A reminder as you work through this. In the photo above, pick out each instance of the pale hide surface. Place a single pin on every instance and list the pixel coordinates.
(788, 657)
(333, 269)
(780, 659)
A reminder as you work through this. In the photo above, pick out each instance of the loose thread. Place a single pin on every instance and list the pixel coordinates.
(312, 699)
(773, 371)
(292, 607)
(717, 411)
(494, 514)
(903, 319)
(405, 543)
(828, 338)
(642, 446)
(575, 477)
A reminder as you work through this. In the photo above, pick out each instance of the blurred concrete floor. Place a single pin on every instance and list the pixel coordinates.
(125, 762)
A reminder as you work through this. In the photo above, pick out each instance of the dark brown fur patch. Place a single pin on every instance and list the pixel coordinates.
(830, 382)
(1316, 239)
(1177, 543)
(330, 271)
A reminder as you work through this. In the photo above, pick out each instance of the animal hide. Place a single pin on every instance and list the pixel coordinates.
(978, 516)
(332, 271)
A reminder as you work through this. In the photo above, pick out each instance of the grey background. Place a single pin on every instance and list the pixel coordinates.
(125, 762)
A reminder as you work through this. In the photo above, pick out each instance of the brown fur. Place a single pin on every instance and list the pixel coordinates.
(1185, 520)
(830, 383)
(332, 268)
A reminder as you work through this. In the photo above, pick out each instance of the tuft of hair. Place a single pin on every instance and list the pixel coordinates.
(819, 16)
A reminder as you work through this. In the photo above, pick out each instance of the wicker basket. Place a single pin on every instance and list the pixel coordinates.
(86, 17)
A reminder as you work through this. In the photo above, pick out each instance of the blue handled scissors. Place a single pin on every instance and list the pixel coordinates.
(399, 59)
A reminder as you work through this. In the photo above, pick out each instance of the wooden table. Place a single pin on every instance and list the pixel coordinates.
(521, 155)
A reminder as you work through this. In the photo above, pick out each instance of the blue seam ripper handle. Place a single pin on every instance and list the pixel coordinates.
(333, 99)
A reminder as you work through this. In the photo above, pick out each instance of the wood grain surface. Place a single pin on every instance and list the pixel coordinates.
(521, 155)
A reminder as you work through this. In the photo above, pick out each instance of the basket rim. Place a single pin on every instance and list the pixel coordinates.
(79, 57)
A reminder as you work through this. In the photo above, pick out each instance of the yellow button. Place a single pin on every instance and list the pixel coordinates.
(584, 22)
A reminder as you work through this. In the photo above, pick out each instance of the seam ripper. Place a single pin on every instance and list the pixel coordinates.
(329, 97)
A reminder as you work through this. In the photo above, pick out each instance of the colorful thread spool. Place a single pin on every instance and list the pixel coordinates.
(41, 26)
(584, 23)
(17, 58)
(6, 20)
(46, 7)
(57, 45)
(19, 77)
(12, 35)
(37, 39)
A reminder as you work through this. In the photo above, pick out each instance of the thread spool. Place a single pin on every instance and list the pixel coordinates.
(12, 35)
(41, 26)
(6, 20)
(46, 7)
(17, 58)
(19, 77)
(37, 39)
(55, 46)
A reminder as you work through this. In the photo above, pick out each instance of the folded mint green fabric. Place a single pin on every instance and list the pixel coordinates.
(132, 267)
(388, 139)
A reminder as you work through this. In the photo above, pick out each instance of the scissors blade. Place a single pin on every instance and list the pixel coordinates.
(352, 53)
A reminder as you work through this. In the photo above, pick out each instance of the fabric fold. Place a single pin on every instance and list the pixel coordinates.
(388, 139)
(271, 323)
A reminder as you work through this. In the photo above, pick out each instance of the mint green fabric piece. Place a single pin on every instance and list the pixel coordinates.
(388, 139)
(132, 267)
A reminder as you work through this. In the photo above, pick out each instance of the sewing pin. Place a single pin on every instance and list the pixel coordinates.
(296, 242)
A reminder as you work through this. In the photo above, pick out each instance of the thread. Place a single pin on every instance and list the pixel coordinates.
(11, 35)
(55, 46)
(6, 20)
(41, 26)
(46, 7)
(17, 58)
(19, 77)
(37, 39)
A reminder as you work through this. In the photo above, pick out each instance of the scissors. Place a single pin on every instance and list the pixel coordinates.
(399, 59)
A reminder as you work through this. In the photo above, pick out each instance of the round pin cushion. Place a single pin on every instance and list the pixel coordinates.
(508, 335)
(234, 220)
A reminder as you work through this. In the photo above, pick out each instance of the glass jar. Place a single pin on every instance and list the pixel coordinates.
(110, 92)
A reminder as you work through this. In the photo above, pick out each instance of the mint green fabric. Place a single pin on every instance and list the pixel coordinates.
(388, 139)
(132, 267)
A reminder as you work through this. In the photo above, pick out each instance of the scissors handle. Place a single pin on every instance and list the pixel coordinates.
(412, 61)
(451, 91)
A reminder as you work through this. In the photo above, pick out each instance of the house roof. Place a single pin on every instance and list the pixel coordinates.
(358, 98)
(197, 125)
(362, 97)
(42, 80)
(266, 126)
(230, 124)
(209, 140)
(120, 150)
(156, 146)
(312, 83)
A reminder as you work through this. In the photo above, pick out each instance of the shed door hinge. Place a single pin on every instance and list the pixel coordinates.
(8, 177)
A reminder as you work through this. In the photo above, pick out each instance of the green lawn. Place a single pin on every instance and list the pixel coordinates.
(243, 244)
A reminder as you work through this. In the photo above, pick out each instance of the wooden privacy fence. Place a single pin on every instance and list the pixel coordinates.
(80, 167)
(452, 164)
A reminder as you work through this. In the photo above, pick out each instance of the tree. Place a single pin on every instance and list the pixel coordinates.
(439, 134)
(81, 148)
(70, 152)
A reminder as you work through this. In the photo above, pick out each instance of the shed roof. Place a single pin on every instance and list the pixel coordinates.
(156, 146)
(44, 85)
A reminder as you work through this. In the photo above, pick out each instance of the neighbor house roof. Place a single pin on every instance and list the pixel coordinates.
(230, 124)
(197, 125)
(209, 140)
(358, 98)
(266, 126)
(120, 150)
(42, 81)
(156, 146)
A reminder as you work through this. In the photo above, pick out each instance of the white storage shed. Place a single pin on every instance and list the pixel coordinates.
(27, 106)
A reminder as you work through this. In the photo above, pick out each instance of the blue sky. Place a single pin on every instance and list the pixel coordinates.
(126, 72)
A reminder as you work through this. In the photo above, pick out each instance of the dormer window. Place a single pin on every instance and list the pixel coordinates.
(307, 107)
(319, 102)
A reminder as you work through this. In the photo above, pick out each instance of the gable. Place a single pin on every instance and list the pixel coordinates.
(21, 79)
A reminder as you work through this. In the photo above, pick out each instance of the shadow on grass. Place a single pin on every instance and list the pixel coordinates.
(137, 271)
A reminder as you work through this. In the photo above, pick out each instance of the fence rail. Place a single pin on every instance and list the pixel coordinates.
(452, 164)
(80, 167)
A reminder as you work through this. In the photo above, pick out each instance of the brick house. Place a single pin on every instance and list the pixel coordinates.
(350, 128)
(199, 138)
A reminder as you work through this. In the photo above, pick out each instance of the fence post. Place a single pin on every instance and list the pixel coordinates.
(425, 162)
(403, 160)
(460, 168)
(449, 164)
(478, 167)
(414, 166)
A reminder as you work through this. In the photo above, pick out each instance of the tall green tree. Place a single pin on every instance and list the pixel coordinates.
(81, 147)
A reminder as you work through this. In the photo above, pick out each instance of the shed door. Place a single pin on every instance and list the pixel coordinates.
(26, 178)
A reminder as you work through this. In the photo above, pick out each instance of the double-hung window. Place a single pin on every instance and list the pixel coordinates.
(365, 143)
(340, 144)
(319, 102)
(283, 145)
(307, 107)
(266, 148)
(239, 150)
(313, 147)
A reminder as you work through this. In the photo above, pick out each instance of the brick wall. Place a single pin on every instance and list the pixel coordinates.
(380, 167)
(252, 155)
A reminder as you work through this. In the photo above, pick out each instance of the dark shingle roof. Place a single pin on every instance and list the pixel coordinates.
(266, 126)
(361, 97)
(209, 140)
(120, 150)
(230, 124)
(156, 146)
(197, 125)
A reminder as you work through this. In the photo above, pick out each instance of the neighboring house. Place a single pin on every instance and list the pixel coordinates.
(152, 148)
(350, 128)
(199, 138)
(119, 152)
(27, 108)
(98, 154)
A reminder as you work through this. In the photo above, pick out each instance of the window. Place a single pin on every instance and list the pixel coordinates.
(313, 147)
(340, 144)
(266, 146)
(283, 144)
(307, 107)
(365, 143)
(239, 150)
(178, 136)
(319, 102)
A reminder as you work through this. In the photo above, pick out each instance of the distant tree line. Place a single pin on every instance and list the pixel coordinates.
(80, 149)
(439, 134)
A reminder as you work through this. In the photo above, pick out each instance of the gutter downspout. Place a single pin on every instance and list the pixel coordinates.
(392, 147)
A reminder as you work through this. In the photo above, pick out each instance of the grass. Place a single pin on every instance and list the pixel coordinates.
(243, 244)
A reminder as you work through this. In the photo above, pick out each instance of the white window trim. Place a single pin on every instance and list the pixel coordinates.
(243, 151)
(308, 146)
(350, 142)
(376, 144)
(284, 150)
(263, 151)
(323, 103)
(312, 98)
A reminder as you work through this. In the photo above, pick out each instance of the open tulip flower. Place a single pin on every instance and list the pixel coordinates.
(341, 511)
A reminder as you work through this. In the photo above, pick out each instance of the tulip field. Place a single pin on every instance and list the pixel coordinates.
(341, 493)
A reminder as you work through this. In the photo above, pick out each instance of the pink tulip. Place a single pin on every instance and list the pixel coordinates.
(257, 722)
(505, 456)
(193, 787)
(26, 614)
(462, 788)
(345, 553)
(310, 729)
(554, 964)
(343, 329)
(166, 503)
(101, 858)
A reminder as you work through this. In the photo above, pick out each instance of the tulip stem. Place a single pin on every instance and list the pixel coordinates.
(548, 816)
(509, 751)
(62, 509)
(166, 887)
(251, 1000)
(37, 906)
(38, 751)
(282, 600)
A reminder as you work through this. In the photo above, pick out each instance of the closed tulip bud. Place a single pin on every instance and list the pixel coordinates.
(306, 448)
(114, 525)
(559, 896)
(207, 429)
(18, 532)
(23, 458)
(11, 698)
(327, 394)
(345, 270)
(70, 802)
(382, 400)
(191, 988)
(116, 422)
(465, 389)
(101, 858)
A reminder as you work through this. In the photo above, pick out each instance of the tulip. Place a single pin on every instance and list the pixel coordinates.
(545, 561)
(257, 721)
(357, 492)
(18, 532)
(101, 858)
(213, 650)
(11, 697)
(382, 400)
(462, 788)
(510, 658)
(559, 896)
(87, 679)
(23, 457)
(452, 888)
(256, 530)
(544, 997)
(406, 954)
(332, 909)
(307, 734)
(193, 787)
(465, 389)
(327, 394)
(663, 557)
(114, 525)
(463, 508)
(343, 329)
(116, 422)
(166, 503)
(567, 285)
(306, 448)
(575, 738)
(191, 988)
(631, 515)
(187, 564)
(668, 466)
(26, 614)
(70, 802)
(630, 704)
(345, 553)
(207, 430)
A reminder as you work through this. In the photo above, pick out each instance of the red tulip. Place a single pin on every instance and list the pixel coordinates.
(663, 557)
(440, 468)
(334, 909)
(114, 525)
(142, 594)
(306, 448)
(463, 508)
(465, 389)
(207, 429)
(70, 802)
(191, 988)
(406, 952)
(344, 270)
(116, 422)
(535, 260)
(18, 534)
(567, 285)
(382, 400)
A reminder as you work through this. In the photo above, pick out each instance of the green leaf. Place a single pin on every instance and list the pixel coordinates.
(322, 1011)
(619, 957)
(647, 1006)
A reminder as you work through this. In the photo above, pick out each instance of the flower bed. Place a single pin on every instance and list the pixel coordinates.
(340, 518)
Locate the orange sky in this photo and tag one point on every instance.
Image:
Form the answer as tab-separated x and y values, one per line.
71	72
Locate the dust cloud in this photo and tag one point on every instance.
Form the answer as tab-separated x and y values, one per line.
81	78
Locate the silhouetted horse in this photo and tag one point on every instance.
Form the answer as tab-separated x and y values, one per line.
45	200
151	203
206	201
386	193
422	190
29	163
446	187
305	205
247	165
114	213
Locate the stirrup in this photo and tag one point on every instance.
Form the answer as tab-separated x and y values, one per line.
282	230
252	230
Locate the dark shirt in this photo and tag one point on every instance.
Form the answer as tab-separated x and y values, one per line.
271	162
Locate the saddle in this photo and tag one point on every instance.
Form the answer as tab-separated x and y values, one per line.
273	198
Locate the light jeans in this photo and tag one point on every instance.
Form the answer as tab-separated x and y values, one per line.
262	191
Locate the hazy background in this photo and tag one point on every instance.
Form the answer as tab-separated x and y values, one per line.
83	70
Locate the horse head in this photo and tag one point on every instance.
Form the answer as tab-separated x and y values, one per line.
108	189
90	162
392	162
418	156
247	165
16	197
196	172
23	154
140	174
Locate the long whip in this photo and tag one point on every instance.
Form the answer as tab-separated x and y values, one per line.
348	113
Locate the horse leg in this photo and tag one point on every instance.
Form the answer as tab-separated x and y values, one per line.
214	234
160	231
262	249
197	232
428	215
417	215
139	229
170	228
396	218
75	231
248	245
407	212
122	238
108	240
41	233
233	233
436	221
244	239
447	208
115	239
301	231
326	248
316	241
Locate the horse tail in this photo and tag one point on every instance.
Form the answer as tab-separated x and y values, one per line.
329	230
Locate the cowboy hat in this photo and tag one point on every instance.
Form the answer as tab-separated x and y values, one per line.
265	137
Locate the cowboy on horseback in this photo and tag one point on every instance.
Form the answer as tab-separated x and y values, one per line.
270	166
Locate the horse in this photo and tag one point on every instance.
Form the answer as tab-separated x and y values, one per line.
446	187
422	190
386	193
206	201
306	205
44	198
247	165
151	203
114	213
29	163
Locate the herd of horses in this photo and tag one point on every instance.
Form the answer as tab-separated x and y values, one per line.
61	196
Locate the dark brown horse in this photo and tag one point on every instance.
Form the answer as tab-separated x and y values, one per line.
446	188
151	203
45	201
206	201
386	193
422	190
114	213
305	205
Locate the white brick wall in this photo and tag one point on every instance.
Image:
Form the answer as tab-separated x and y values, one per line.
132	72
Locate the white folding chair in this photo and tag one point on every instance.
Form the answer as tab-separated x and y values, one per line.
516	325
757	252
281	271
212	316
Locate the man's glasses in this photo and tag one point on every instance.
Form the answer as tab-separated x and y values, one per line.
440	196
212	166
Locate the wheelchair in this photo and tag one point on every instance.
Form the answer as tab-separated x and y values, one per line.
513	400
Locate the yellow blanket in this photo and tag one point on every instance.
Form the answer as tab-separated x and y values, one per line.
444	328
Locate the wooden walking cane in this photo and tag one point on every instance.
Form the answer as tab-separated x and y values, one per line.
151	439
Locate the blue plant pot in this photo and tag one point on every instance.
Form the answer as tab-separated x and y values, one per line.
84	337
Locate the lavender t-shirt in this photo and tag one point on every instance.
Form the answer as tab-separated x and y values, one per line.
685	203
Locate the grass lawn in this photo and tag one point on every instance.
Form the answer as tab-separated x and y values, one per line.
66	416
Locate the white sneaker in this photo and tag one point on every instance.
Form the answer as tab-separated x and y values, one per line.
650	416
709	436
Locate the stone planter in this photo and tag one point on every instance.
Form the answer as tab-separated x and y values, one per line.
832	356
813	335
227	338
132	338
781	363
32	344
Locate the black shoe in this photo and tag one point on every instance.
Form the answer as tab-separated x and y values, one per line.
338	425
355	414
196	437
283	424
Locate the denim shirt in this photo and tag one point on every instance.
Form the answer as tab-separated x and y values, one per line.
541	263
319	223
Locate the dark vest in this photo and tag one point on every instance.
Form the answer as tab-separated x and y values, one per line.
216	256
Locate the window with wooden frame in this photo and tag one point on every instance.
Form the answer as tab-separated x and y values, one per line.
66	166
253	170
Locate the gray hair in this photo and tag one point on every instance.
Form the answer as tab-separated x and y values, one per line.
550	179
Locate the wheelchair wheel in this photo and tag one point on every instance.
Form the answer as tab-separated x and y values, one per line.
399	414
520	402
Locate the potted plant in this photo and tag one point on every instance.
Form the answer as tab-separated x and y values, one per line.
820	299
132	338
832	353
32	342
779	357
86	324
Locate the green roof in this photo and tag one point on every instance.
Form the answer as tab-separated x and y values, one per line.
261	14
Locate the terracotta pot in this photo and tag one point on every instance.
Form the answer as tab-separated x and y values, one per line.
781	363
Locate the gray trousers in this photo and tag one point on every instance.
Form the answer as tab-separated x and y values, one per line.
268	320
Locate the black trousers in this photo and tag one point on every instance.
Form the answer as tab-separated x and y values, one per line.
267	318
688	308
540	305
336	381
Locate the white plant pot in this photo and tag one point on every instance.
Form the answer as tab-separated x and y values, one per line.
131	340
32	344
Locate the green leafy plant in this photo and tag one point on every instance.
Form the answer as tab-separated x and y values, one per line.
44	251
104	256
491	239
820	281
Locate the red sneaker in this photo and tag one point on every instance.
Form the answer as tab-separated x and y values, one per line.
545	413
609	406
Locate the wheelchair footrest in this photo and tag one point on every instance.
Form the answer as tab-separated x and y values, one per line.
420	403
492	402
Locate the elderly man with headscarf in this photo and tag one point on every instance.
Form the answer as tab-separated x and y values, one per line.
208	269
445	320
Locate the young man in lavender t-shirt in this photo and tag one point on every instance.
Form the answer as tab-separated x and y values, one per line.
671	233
________________________________________
Leave out every line before the one containing "Locate the black trousers"; set down that line and all remaining lines of the material exactly.

[Your response]:
Locate the black trousers in this photo and tag one point on every instance.
Form the answer as tab-separated x and y values, one per line.
267	318
688	308
540	305
336	381
Locate the white plant pot in this photo and tag one point on every instance.
Form the answer as tab-separated x and y values, one per line.
131	340
32	344
Locate the green leafy plant in this photo and tag one point on every instance.
Form the answer as tab-separated x and y values, one per line.
44	251
104	256
491	239
820	281
Locate the red sneaker in this photo and tag one point on every instance.
Form the answer as tab-separated x and y values, one per line.
545	413
609	406
Locate the wheelchair footrest in this photo and tag one point on every instance.
Form the answer as tab-separated x and y values, one per line.
420	403
492	402
Locate the elderly man with headscarf in this photo and tag one point on every instance.
Form the answer as tab-separated x and y values, one per line.
208	269
445	320
Locate the young man in lavender t-shirt in this photo and tag one point on every instance.
Form the answer as tab-separated x and y values, one per line.
671	233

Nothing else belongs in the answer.